** begin Data provided **

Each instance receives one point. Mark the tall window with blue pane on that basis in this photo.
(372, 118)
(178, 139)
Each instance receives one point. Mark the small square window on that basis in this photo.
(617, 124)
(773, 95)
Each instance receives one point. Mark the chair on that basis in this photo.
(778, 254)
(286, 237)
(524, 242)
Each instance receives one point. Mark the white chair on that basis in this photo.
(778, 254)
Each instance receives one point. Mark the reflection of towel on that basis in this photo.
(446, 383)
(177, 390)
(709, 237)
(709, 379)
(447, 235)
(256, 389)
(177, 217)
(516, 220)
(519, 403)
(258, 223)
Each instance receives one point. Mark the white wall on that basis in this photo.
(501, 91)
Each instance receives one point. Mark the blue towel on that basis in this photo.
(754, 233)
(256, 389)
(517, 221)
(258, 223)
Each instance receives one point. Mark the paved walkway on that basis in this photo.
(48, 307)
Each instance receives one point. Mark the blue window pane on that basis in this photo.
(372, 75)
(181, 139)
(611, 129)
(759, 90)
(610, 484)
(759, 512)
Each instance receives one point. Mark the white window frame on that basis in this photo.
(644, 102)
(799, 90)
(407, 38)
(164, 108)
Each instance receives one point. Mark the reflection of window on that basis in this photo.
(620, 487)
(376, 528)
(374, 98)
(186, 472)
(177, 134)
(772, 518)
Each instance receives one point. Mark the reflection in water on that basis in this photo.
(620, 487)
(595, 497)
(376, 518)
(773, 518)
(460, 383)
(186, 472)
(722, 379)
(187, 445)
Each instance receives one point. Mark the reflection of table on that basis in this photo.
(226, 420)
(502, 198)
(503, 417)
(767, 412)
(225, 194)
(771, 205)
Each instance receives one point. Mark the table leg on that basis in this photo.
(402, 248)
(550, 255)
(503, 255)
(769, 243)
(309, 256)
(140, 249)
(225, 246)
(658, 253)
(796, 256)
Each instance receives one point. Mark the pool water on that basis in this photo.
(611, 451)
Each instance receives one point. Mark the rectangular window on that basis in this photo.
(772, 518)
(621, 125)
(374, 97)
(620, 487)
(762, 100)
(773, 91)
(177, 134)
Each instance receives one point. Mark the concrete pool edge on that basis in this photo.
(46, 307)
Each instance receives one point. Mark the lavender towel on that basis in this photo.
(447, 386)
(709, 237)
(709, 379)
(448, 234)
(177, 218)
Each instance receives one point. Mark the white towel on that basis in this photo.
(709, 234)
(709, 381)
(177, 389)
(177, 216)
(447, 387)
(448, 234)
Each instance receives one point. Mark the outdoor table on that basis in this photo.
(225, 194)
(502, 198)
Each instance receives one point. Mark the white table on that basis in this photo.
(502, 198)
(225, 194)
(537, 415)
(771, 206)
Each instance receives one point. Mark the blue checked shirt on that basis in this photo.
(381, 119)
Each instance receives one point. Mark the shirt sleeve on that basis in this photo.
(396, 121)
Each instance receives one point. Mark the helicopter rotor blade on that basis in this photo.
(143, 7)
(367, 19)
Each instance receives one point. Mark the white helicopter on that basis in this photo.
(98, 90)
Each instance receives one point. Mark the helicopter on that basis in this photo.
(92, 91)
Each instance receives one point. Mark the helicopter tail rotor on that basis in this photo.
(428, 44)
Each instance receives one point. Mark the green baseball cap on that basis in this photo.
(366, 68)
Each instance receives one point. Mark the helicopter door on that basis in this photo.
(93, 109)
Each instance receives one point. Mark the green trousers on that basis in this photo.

** end Data provided **

Please return every line of the material above word for word, with nothing changed.

Each instance receives one point. Mark the tall window with blue pane on that basis in this photo.
(372, 118)
(178, 139)
Each instance receives one point. Mark the small square window on that basis in this photo.
(617, 124)
(773, 95)
Each instance receives one point. Mark the chair on that basis in this photo.
(778, 254)
(286, 237)
(524, 242)
Each instance receives one point. Mark the white chair on that basis in this photo.
(778, 254)
Each instance receives one point. Mark the reflection of towel on that basis in this photo.
(446, 383)
(177, 390)
(709, 237)
(709, 379)
(447, 235)
(256, 389)
(177, 217)
(516, 220)
(519, 403)
(258, 223)
Each instance receives one point. Mark the white wall on that basis in this photo.
(501, 91)
Each instance receives one point. Mark the blue towel on that basis in this photo.
(754, 233)
(256, 389)
(517, 221)
(258, 223)
Each instance receives one point. Mark the paved walkway on that basis in this photo.
(48, 307)
Each instance receives one point. Mark the blue window pane on that basis in this photo.
(372, 75)
(181, 139)
(611, 129)
(759, 90)
(610, 484)
(759, 512)
Each instance receives one point. Mark the white window frame on that basis in this photo.
(644, 102)
(799, 90)
(407, 38)
(164, 108)
Each instance receives one point. Mark the reflection of window on that basis in this photo.
(620, 487)
(376, 528)
(374, 98)
(186, 472)
(177, 134)
(772, 518)
Each instance receives one point. Mark the reflection in water on that basis in this photo.
(620, 487)
(595, 497)
(376, 518)
(773, 518)
(460, 383)
(186, 472)
(722, 379)
(187, 445)
Each instance receives one point. Mark the reflection of table on that basis in this photo.
(226, 420)
(502, 198)
(503, 417)
(767, 412)
(225, 194)
(771, 205)
Each instance receives one point. Mark the table leg on that basis in this photo.
(402, 248)
(550, 255)
(503, 255)
(769, 243)
(309, 256)
(140, 249)
(225, 246)
(658, 253)
(796, 256)
Each instance receives one point. Mark the pool water on that basis in this photo.
(611, 451)
Each instance receives one point. Mark the rectangular window on that basis in this photo.
(772, 518)
(621, 125)
(374, 97)
(620, 487)
(762, 100)
(773, 91)
(177, 134)
Each instance receives one point. Mark the concrete pool edge on that basis in this photo.
(46, 307)
Each instance receives one point. Mark the lavender towel on that basis in this photo.
(447, 386)
(709, 237)
(709, 379)
(448, 234)
(177, 218)
Each instance receives one point. Mark the white towel on that basis in this photo.
(709, 234)
(709, 381)
(177, 389)
(177, 216)
(447, 387)
(448, 234)
Each instance receives one point. Mark the outdoor table on that basis in this photo.
(225, 194)
(502, 198)
Each instance receives one point. Mark the white table on that basis in this photo.
(502, 198)
(225, 194)
(537, 415)
(771, 206)
Each instance receives one point. Mark the blue checked shirt on that basis in this photo.
(381, 119)
Each instance receives one point. Mark the shirt sleeve on that basis in this photo.
(396, 121)
Each instance receives one point. Mark the helicopter rotor blade on that basis in this photo.
(143, 7)
(367, 19)
Each instance receives one point. Mark the white helicopter on that basis in this photo.
(98, 90)
Each instance receives one point. Mark the helicopter on that basis in this photo.
(92, 91)
Each instance receives one point. Mark the helicopter tail rotor on that basis in this photo.
(428, 44)
Each instance receives one point. Mark the green baseball cap on that basis in this photo.
(366, 68)
Each instance receives one point. Mark the helicopter door on that basis in this photo.
(93, 109)
Each instance receives one point. Mark the green trousers on that basis in this photo.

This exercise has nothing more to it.